## START Information provided

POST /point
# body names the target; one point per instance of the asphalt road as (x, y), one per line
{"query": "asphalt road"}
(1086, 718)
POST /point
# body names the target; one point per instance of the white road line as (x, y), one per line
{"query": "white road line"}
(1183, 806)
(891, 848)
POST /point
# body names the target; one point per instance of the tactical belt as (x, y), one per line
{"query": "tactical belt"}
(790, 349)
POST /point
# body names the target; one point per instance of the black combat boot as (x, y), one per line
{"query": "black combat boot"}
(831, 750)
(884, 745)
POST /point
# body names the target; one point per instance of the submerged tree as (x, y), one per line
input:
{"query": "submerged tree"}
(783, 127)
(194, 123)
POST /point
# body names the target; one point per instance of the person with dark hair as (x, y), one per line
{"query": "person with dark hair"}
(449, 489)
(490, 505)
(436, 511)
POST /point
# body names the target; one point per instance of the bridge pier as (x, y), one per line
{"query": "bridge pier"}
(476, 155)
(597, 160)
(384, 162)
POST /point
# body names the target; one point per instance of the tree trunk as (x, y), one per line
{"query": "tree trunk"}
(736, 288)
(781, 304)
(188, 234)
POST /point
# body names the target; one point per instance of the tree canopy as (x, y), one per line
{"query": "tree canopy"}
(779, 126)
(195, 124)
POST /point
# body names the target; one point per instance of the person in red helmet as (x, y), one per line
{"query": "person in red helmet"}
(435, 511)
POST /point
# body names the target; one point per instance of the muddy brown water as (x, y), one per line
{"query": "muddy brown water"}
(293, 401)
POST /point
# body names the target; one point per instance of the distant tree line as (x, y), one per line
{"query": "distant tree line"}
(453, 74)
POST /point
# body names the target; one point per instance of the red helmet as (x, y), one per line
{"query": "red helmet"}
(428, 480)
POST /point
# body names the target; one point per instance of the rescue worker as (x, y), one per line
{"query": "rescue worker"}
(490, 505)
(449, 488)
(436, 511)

## END Information provided

— What the task asks —
Retype the records in full. Keep every line identical to the original.

— Finished task —
POST /point
# body names the target; one point per instance of the asphalt road as (x, y), one per line
{"query": "asphalt road"}
(1086, 718)
POST /point
# body names the target; one point per instance of the white road line as (x, y), one per line
{"query": "white road line"}
(1183, 806)
(891, 848)
POST /point
# body names the target; one point per instance of the tactical belt as (x, y), one per line
{"query": "tactical belt"}
(790, 349)
POST /point
# body names the target; one point per instance of the black combat boot as (x, y), one per line
{"query": "black combat boot"}
(831, 750)
(884, 745)
POST /point
# body names the target; one point per instance of the submerged tree as (x, y), one per line
input:
{"query": "submerged tree"}
(783, 127)
(194, 123)
POST /point
# body names the target; one point per instance of the person with dark hair as (x, y), one per line
{"query": "person with dark hair"}
(449, 489)
(490, 505)
(436, 511)
POST /point
# body names the target; one point per instance of the bridge pier as (x, y), one per line
{"query": "bridge pier"}
(476, 155)
(597, 160)
(384, 162)
POST /point
# body names the target; one point per instance of the tree trunk as (x, y), one per line
{"query": "tree trunk"}
(736, 288)
(781, 304)
(188, 234)
POST /point
# body names the target; one point per instance of the tree canopy as (x, y), one per line
{"query": "tree canopy"}
(779, 126)
(195, 124)
POST /point
# body names the target; one point per instance of the person in red helmet as (x, y), one per line
{"query": "person in red helmet"}
(435, 511)
POST /point
# body names the target; one point per instance of the muddy brown water as (x, y), one per line
{"query": "muddy brown water"}
(293, 401)
POST /point
# body names the target; one point per instance of the distant tree line as (x, y), one per line
{"query": "distant tree line"}
(453, 74)
POST /point
# body names the target; one point per instance of the red helmet as (x, y), one per line
{"query": "red helmet"}
(428, 480)
POST /point
# body names the target; one point per instance of the rescue worker as (x, y), one per line
{"query": "rescue worker"}
(490, 505)
(449, 488)
(436, 511)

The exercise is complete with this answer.